→ **CONSIGNE**
Recopiez la partie du matériel qui s'ouvre sur la ligne contenant « Each instance receives one keypoint. Mark the glass » et se ferme à la fin du matériel, demandes comprises, en multipliant par 2,45 chaque coordonnée des réponses (sans toucher aux demandes ni à leurs modèles de format). Arrondissez chaque résultat à l'entier, les demis vers le haut.

::: MATÉRIEL À TRAITER :::

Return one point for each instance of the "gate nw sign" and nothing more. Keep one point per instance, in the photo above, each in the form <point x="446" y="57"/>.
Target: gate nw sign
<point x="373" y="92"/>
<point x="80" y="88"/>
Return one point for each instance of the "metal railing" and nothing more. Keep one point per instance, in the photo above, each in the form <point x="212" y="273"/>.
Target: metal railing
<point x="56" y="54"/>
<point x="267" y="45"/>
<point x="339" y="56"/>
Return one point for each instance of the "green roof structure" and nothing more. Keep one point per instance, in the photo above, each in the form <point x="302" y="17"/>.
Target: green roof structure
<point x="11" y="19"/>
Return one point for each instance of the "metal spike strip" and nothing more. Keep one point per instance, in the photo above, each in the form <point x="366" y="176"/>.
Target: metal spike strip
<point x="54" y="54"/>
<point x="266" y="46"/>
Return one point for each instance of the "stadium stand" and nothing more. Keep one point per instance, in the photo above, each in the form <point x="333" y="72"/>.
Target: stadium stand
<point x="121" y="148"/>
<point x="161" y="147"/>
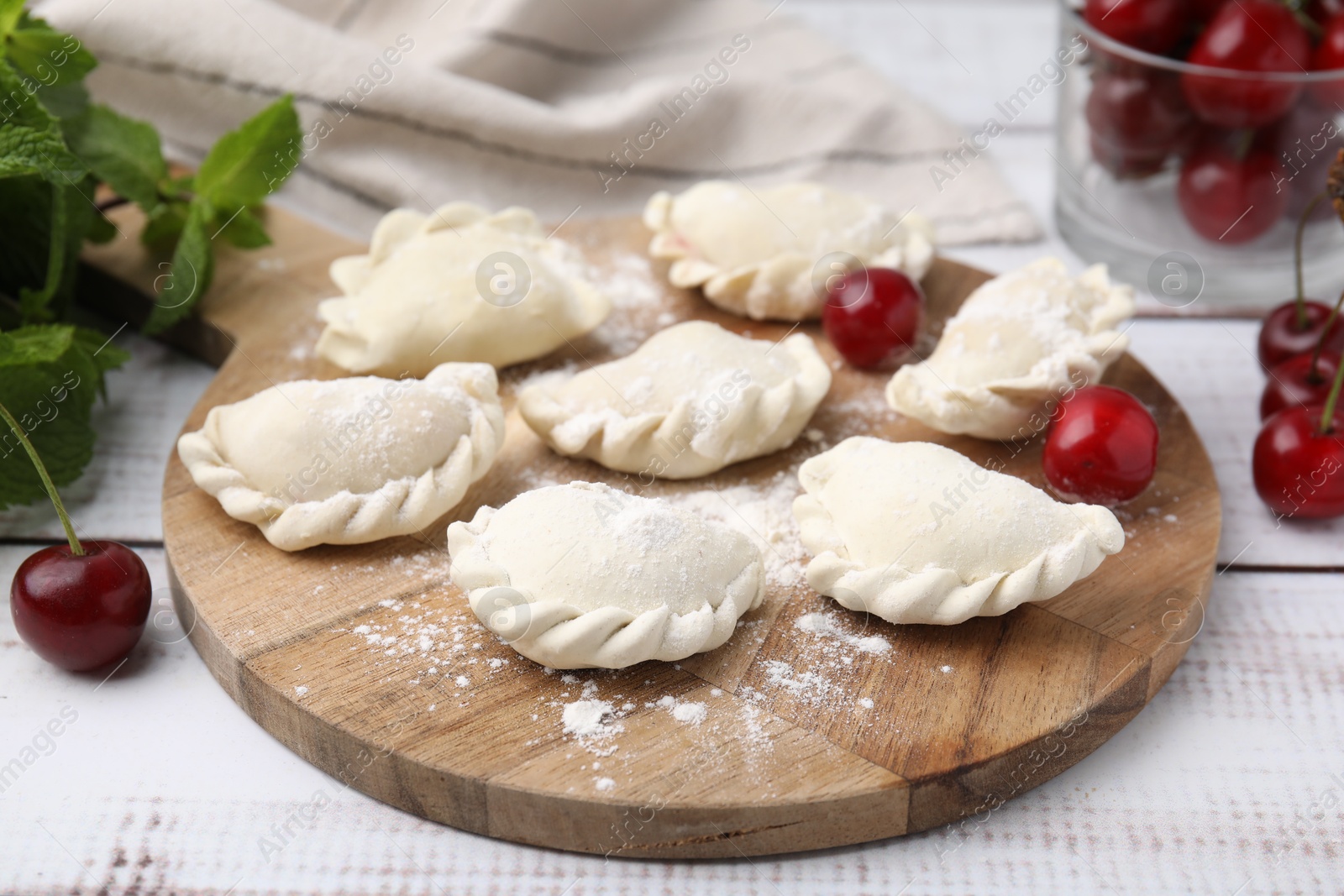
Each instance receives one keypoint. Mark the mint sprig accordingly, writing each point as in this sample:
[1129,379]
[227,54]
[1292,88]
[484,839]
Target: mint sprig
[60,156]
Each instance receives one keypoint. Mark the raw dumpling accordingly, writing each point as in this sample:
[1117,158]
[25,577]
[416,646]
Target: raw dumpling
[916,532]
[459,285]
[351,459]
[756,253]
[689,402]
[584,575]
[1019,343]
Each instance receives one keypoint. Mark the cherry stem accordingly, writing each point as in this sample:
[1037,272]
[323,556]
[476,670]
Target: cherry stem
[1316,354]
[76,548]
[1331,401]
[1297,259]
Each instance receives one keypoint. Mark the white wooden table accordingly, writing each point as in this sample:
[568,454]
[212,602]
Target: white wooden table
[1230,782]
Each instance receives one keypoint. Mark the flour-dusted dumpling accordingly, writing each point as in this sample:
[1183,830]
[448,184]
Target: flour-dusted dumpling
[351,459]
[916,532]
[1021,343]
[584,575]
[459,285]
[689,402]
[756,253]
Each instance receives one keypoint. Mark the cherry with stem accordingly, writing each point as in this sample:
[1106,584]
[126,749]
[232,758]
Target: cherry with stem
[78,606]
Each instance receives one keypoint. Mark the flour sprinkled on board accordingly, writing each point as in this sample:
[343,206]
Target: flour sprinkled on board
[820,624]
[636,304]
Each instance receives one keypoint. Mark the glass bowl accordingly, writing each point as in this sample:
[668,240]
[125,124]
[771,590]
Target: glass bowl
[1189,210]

:::

→ **RÉSULTAT**
Each instance receives one keypoint. Mark the glass bowl accordingly, writing each point as in this sample:
[668,240]
[125,124]
[771,590]
Target: glass bowl
[2913,515]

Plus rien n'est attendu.